## begin Records shown
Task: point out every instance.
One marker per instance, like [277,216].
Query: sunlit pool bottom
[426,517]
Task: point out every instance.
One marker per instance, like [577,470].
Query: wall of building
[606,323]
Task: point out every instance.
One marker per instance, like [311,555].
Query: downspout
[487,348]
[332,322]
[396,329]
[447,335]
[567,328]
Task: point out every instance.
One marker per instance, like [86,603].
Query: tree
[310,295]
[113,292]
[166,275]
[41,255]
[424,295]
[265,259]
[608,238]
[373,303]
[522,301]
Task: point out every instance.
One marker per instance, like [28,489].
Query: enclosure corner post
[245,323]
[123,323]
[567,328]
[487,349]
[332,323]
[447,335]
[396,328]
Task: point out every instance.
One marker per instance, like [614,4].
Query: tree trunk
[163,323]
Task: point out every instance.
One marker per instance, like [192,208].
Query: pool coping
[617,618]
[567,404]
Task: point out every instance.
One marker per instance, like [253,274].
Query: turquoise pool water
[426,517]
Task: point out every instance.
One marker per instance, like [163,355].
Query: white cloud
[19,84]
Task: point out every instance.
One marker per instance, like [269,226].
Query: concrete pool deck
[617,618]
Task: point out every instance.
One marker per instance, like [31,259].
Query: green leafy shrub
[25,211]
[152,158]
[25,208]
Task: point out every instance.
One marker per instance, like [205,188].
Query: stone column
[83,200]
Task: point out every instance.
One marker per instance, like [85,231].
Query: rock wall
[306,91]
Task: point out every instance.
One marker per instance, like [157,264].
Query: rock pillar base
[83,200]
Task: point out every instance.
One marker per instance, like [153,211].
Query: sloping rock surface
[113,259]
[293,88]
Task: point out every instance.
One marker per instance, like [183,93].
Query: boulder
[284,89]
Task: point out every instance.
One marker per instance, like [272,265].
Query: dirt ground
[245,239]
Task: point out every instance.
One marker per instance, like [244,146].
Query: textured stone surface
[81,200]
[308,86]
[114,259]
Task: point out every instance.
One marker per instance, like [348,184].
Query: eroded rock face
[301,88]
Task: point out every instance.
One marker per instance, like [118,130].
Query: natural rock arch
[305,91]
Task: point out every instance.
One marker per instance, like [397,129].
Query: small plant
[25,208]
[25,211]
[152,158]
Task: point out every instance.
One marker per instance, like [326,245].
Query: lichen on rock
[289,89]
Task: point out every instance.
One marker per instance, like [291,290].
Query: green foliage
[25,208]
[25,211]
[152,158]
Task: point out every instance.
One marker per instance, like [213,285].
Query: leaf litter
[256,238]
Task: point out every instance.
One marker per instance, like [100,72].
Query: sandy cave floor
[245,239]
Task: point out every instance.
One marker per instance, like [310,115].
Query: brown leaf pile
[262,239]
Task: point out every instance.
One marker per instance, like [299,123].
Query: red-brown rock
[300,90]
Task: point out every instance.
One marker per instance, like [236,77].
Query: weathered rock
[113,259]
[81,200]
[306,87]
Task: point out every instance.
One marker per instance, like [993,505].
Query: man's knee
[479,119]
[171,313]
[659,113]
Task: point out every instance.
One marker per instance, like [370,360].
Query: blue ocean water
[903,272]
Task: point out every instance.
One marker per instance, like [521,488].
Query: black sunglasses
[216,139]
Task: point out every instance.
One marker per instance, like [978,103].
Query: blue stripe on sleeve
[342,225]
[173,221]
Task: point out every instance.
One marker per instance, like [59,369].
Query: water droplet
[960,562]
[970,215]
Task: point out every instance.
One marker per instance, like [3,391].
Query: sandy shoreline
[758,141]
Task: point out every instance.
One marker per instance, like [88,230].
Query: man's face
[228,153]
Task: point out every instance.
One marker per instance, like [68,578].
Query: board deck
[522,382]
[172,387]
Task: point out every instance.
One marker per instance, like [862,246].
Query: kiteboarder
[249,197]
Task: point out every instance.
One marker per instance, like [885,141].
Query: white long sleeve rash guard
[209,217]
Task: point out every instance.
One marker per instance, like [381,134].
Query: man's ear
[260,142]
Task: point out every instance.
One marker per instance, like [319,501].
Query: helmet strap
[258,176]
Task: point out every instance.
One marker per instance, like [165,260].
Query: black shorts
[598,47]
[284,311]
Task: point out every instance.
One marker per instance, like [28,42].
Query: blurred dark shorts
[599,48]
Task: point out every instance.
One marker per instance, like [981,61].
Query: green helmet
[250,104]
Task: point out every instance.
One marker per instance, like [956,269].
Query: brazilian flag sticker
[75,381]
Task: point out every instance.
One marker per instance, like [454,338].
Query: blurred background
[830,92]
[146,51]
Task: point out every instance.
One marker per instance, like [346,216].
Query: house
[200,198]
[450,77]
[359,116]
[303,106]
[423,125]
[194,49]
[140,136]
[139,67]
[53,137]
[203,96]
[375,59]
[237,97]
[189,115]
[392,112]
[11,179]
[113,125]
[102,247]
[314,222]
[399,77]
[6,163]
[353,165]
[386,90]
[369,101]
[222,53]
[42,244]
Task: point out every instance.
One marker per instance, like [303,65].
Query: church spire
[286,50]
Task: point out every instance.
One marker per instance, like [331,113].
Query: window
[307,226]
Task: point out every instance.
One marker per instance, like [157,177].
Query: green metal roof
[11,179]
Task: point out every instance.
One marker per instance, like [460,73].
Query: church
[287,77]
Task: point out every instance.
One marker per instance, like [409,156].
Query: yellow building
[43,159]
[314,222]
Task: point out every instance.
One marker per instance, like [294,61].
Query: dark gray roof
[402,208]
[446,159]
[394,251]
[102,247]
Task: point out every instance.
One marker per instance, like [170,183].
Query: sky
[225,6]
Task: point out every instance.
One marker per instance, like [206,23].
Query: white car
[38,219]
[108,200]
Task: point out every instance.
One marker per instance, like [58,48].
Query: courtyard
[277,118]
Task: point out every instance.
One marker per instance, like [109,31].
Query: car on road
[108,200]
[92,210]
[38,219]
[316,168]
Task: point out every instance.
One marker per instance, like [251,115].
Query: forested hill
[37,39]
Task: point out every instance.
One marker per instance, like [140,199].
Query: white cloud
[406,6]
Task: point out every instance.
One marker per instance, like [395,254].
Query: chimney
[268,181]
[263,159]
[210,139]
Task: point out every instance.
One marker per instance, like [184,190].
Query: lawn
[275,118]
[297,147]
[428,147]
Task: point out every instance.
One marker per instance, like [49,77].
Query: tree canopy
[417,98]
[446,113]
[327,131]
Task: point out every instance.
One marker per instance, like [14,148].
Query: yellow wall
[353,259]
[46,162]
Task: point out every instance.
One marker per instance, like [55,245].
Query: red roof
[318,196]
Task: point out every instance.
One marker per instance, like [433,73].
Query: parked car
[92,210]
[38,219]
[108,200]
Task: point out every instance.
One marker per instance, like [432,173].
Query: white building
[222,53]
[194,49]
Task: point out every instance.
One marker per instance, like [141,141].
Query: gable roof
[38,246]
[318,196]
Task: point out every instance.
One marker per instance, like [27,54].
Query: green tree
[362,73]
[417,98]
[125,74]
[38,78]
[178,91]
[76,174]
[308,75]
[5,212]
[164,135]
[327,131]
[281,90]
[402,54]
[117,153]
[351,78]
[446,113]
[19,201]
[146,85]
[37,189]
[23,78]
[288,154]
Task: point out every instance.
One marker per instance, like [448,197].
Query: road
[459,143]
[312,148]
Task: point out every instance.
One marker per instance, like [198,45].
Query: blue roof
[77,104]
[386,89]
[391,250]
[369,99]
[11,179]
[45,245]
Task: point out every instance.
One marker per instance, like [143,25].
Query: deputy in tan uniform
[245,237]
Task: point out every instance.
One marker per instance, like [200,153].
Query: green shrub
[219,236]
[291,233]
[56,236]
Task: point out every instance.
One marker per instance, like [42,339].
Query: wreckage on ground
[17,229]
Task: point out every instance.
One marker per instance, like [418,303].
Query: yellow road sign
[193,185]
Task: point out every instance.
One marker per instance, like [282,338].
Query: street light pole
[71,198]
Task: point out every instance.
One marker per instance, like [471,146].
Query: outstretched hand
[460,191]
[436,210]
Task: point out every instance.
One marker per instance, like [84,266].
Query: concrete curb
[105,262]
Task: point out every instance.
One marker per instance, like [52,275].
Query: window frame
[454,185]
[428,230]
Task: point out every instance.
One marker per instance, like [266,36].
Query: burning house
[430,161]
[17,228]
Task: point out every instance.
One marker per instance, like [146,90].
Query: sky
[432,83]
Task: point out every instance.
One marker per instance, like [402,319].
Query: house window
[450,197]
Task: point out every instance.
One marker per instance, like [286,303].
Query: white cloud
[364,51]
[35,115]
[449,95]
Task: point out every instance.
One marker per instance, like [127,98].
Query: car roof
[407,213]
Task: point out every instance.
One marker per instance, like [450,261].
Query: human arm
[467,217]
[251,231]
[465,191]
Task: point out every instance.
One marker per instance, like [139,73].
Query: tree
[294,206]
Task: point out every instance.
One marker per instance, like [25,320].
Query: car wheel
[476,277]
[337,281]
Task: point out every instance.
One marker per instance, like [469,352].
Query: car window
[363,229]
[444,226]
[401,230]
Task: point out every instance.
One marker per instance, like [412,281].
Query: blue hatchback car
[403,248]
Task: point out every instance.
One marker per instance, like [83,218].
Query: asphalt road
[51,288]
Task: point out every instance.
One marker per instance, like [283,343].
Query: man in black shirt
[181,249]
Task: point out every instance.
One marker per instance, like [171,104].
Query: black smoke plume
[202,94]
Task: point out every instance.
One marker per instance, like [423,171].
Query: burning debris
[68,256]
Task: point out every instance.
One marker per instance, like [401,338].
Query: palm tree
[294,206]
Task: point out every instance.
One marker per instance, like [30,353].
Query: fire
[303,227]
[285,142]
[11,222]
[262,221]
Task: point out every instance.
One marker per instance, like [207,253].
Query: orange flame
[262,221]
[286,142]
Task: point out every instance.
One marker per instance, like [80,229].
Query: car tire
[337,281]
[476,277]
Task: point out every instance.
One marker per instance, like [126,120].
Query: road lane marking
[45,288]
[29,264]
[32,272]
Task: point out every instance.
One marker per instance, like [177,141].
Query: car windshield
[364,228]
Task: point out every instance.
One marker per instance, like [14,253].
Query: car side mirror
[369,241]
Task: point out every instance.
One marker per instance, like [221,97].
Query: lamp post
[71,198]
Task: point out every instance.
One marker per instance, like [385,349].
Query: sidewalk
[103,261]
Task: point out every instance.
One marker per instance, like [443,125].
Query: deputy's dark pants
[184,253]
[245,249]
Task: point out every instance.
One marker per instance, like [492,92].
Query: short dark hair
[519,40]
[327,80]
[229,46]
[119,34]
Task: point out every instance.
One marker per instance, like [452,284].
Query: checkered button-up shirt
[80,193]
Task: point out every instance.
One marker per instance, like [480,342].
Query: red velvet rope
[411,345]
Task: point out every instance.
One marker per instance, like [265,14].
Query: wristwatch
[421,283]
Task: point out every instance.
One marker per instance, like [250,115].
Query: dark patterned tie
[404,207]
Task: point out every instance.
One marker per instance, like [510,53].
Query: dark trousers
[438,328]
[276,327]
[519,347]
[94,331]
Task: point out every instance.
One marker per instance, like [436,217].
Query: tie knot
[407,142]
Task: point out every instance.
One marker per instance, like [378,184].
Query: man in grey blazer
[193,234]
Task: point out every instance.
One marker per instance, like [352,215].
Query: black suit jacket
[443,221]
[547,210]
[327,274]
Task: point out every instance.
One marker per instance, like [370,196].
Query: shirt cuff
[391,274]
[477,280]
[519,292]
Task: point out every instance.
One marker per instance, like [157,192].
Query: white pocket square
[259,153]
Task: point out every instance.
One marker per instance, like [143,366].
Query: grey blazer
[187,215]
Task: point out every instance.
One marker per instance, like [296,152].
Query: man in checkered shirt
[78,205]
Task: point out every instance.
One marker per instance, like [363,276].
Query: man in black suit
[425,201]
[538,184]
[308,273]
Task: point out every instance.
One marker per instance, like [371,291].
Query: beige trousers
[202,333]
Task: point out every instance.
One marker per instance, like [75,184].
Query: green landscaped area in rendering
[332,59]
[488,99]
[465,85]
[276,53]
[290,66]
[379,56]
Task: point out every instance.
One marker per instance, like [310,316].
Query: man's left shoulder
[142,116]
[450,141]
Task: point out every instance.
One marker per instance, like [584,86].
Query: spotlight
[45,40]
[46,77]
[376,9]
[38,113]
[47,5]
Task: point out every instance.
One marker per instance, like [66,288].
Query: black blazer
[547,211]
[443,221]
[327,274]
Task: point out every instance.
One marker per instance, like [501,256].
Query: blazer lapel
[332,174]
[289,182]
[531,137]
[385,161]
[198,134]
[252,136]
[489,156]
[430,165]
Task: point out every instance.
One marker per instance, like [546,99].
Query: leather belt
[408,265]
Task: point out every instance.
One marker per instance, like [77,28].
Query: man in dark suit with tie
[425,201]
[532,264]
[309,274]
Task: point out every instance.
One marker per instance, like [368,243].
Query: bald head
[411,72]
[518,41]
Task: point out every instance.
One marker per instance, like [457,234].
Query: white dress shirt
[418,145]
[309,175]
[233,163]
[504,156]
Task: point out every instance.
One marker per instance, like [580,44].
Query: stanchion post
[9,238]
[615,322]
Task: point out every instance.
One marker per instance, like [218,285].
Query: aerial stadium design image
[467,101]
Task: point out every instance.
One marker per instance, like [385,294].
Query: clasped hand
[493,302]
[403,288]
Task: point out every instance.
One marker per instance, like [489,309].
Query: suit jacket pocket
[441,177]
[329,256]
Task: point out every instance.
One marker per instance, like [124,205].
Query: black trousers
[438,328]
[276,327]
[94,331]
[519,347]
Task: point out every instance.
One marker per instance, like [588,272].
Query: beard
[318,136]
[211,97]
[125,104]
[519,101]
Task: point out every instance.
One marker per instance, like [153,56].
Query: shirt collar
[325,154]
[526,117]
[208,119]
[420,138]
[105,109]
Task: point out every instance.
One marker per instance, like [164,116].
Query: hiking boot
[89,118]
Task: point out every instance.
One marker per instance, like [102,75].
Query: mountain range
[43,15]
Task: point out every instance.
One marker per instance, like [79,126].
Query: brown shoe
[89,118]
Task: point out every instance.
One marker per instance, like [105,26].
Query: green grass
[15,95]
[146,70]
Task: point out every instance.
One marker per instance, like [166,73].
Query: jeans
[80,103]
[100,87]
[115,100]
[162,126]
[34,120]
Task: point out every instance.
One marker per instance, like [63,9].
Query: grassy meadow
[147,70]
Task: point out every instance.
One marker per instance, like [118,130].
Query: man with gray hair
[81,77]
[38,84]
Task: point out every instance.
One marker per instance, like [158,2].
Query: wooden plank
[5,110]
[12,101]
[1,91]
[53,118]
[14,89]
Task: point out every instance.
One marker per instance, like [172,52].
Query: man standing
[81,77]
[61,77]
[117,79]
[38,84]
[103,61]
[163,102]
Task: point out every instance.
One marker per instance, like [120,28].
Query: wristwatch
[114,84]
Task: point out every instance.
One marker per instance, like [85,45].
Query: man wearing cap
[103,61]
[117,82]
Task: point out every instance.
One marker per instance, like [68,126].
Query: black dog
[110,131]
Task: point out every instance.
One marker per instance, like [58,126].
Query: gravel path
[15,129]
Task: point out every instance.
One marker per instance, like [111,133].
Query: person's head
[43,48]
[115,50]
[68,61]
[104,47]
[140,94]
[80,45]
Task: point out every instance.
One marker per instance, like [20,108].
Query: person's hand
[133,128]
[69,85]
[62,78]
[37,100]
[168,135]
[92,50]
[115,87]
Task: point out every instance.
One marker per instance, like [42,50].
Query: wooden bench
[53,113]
## end Records shown
▶ _Goal of the exercise_
Copy out every line above that contains the string "rock". Case matters.

▶ _Task result_
Query: rock wall
Query: rock pillar base
Query: sloping rock surface
Query: eroded rock face
Query: natural rock arch
Query: lichen on rock
Query: red-brown rock
Query: weathered rock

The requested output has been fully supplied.